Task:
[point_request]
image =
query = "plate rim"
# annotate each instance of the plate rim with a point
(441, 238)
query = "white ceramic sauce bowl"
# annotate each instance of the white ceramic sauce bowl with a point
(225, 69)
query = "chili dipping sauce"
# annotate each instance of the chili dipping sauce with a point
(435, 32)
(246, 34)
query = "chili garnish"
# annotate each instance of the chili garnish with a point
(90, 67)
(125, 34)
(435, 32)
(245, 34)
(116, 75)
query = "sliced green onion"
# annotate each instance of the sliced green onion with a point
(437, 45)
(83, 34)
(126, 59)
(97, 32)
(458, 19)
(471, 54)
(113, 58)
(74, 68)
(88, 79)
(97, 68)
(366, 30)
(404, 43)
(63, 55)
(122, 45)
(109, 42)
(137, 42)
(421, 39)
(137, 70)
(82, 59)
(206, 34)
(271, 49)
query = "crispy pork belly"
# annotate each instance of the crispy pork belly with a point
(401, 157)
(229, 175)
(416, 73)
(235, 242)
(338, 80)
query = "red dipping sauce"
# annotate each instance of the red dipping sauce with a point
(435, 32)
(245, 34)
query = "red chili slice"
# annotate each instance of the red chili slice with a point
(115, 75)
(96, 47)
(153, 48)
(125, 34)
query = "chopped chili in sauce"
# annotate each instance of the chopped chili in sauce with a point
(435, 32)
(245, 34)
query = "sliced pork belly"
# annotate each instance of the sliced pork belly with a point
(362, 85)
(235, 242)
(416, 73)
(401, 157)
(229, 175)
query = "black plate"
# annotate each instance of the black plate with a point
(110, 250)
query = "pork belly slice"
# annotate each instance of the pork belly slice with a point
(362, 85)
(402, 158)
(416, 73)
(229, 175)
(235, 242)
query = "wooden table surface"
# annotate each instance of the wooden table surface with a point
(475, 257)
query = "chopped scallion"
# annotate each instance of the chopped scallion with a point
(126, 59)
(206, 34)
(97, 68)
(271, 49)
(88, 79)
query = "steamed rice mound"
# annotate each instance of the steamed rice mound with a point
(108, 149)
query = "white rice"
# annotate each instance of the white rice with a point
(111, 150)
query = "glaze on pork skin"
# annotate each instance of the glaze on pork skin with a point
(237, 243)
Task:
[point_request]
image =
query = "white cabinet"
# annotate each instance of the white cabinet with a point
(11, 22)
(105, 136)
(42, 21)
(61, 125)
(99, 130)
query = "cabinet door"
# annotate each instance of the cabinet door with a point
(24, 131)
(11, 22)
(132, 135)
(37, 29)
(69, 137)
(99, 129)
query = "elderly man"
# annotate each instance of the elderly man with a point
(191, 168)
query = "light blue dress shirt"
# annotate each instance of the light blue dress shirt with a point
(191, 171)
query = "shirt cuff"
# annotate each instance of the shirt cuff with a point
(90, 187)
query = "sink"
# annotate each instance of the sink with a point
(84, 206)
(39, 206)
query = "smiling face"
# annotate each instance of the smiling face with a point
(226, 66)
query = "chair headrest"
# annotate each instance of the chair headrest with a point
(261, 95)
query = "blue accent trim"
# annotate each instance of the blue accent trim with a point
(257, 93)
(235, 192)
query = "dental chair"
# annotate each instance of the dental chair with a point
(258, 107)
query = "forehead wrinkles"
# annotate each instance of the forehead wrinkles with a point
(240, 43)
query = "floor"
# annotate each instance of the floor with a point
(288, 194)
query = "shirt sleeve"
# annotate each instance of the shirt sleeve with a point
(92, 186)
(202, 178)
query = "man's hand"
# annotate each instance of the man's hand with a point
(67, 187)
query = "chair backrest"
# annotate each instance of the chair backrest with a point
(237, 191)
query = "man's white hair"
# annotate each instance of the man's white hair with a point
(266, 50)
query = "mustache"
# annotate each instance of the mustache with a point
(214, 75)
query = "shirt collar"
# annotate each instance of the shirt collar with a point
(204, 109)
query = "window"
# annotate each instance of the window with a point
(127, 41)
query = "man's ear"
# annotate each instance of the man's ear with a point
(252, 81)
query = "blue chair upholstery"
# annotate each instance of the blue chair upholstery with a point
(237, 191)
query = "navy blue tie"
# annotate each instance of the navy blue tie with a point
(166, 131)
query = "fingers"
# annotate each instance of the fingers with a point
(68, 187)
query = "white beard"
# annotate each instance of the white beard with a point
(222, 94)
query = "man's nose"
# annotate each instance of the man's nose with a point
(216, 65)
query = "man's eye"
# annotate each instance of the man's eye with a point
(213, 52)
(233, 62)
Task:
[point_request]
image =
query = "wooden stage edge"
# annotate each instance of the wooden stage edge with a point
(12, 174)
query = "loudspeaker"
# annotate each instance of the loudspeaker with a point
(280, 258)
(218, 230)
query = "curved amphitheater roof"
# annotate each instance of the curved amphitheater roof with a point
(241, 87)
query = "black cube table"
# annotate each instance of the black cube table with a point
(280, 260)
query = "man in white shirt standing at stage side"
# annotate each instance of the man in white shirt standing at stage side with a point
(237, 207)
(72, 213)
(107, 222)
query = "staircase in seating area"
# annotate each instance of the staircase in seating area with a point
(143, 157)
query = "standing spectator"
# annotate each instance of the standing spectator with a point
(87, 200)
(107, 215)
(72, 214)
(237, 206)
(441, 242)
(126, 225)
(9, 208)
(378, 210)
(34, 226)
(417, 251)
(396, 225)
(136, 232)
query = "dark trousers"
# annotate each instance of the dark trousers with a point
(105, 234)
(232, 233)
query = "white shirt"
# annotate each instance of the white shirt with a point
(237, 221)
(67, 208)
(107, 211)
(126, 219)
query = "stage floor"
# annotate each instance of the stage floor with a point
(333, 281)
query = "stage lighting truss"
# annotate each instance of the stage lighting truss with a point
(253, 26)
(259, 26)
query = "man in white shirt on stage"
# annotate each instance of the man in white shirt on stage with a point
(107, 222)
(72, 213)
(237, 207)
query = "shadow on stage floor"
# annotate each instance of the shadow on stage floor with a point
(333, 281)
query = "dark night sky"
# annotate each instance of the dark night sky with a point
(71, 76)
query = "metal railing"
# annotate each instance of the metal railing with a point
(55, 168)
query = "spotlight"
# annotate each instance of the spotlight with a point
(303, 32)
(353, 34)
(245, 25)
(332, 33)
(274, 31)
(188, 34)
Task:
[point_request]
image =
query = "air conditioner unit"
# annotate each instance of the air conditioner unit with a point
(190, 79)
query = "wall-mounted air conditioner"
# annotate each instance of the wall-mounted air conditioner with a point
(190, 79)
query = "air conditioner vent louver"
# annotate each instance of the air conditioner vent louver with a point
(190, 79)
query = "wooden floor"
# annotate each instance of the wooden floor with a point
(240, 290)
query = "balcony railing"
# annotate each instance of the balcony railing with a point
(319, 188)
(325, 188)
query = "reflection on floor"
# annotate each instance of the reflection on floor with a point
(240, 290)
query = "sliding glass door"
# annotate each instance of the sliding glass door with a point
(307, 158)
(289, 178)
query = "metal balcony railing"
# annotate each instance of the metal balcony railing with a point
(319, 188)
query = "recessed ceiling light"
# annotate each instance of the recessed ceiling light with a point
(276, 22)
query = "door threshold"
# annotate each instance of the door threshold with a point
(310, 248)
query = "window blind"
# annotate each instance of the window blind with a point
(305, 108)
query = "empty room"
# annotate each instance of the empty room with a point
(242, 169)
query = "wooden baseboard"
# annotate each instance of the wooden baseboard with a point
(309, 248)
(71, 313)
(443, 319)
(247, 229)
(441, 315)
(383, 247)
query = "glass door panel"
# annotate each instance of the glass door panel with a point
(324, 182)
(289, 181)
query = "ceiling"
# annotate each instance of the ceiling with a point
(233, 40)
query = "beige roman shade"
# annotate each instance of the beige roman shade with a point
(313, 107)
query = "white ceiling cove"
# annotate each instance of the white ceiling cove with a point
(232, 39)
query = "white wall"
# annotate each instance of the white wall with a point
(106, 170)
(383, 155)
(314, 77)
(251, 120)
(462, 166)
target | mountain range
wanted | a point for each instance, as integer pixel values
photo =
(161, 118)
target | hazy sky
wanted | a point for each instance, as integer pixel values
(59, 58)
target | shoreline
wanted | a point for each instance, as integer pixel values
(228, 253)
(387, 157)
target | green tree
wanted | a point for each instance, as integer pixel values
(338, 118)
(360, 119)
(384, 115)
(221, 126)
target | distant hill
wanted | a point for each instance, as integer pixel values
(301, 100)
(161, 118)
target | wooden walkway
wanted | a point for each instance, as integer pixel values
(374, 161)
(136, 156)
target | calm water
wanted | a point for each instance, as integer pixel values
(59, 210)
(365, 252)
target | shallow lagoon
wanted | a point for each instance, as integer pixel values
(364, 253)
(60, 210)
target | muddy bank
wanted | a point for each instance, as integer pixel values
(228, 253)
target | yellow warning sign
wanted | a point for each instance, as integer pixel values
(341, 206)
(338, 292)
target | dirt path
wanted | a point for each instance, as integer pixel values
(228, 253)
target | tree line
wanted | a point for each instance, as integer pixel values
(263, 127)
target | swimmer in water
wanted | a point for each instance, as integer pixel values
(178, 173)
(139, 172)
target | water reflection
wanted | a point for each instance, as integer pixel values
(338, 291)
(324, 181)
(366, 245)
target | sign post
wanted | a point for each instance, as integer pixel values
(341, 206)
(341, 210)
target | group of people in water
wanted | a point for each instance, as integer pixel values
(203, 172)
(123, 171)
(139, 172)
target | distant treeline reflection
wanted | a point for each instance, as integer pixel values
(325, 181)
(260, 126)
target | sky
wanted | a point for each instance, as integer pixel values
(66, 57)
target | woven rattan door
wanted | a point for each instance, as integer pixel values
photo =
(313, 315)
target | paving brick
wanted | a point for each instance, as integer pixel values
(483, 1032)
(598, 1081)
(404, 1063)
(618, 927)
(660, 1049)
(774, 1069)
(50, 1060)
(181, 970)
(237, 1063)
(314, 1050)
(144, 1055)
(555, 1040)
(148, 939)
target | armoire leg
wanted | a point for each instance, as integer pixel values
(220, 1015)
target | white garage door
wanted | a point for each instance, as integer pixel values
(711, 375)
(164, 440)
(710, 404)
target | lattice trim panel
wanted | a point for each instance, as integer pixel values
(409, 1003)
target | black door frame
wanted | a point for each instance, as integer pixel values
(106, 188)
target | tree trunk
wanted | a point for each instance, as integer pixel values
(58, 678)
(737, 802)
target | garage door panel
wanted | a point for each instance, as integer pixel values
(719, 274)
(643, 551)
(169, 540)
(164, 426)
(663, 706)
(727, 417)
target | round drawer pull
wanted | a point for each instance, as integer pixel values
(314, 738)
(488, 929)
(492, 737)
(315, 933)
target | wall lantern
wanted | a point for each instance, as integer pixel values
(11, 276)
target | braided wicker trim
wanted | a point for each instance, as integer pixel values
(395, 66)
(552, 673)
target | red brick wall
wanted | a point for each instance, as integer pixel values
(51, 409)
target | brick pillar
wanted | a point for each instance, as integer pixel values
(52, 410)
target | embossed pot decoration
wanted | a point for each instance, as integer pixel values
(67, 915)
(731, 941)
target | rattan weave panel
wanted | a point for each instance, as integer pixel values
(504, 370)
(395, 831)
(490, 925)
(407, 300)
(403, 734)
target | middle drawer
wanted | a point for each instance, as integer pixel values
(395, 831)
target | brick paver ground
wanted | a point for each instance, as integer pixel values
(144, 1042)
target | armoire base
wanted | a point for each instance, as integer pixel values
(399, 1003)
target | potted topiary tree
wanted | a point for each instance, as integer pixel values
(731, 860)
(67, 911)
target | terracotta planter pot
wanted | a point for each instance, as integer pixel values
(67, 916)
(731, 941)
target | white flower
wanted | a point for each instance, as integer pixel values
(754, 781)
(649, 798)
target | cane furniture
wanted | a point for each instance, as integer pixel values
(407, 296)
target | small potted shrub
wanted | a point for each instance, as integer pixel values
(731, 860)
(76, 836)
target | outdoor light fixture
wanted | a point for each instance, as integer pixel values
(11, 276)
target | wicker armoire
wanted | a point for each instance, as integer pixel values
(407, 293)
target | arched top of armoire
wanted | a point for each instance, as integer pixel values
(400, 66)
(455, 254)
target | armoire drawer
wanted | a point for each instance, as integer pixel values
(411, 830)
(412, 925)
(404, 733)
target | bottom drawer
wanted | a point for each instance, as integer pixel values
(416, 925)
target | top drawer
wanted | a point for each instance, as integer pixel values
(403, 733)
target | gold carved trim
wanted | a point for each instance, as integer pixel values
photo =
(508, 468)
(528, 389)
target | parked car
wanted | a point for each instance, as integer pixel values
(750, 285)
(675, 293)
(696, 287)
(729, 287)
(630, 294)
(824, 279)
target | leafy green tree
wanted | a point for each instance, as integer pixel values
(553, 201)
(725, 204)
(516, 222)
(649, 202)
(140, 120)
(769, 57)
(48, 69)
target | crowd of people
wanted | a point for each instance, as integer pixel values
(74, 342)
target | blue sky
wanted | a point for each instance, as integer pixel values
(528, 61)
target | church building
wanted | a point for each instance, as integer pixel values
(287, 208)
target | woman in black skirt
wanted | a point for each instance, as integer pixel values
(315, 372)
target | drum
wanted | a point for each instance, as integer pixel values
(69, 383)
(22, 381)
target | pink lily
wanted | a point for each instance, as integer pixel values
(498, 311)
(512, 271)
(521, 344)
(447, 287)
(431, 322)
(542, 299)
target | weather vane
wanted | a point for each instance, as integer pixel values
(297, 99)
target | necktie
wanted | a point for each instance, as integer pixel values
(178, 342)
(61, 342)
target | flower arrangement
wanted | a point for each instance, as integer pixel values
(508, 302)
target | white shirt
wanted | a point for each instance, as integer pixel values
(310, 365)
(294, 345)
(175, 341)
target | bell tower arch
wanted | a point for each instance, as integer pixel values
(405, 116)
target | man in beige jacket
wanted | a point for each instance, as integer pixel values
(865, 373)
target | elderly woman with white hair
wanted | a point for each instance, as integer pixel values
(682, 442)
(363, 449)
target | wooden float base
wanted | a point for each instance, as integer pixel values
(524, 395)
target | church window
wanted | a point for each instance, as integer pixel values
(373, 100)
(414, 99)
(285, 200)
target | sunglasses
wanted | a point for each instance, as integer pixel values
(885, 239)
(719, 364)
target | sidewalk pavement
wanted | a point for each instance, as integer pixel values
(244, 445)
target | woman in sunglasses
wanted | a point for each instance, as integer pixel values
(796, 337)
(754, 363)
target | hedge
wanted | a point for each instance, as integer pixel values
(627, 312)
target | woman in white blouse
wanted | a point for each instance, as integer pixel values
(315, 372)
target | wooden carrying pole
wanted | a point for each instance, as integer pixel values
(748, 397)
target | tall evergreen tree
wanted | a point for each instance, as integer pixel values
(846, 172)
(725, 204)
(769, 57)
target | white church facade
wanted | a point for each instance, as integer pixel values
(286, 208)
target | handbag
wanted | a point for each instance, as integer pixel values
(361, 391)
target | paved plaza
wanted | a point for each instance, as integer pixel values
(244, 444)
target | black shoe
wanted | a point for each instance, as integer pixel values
——————————
Look through the data above and return each line where the string "potted" occurs.

ANSWER SPACE:
target | potted topiary tree
target | small potted shrub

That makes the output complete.